● **TEXT EXTRACT**
Action is a json blob, observation is the result of this action.
It is explicitly told that a 'Final Answer' is required and that this can be achieved after N iterations.

In [16]:
SYSTEM_PROMPT = """Answer the following questions as best you can. You have access to the following tools:

get_weather: Get the current weather in a given location

The way you use the tools is by specifying a json blob.
Specifically, this json should have an `action` key (with the name of the tool to use) and an `action_input` key (with the input to the tool going here).

The only values that should be in the "action" field are:
get_weather: Get the current weather in a given location, args: {"location": {"type": "string"}}
example use :

{{
  "action": "get_weather",
  "action_input": {"location": "New York"}
}}


ALWAYS use the following format:

Question: the input question you must answer
Thought: you should always think about one action to take. Only one action at a time in this format:
Action:

$JSON_BLOB (inside markdown cell)

● **ROWS**
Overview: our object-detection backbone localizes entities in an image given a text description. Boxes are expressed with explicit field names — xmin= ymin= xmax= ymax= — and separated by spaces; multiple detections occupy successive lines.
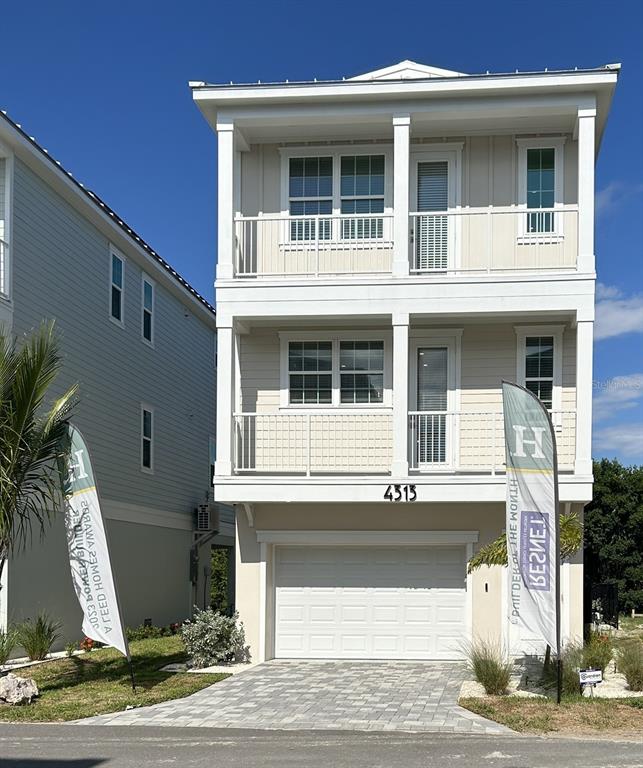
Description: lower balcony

--

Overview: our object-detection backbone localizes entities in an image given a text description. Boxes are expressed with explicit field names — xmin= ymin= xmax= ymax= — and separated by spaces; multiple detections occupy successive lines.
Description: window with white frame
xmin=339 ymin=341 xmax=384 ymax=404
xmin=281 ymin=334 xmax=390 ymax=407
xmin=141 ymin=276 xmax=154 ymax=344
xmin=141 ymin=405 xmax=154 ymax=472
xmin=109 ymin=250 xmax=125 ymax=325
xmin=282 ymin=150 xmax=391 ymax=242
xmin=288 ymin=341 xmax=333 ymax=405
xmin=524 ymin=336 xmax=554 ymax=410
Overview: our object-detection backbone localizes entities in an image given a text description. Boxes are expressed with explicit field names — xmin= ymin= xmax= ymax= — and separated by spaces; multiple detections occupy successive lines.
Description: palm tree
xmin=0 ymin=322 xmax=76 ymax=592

* * *

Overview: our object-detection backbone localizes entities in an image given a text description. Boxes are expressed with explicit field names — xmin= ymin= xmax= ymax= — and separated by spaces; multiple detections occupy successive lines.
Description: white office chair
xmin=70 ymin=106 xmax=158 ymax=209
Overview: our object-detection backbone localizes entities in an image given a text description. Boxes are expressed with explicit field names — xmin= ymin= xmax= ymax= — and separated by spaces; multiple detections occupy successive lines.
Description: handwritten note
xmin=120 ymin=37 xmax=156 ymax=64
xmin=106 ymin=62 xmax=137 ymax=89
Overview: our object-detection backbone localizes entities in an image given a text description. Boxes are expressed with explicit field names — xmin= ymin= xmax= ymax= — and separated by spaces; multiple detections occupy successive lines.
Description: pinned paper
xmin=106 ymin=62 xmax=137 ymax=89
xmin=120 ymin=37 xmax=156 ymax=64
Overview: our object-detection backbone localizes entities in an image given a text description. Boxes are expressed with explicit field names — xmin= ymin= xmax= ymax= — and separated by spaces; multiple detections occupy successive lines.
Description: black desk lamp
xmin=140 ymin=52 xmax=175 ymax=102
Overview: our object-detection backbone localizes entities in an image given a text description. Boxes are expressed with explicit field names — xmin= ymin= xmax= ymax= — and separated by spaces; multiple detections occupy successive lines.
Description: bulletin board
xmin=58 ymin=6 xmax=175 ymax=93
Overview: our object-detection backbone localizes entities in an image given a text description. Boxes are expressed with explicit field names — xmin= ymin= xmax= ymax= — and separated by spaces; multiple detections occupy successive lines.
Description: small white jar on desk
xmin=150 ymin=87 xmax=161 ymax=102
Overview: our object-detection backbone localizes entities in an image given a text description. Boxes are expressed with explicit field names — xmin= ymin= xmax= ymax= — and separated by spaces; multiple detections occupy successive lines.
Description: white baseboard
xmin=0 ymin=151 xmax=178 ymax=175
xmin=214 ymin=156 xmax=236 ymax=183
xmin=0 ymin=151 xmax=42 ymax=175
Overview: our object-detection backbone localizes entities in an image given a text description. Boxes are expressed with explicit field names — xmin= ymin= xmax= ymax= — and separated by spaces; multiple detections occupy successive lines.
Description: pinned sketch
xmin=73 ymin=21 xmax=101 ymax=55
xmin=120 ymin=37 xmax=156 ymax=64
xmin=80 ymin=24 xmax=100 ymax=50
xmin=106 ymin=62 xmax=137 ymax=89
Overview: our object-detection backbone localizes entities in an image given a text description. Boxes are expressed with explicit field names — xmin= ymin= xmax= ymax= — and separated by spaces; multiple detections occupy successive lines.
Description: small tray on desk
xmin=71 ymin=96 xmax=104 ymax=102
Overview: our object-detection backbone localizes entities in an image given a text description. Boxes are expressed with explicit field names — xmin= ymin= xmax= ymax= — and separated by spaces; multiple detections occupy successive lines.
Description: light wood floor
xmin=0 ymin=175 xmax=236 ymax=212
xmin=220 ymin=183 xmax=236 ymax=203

● **DIRECTIVES**
(a) In the agent prompt text, which two keys must the json blob contain?
(b) Summarize the agent prompt text in two sentences.
(c) Extend the agent prompt text past its last line.

● **ANSWERS TO EACH TASK**
(a) An `action` key with the tool name and an `action_input` key with the tool's input.

(b) An action is a json blob and an observation is that action's result, and the prompt explicitly requires a 'Final Answer', which can be reached after N iterations. The prompt gives access to a get_weather tool, which is called through a json blob with `action` and `action_input` keys, and it requires a fixed format that begins with Question, Thought and Action.

(c)
Observation: the result of the action. This Observation is unique, complete, and the source of truth.
(this Thought/Action/Observation can repeat N times, you should take several steps when needed. The $JSON_BLOB must be formatted as markdown and only use a SINGLE action at a time.)

You must always end your output with the following format:

Thought: I now know the final answer
Final Answer: the final answer to the original input question

Now begin! Reminder to ALWAYS use the exact characters `Final Answer:` when you provide a definitive answer. """

In [17]:
messages = [
    {"role": "system", "content": SYSTEM_PROMPT},
    {"role": "user", "content": "What's the weather in London?"},
]

print(messages)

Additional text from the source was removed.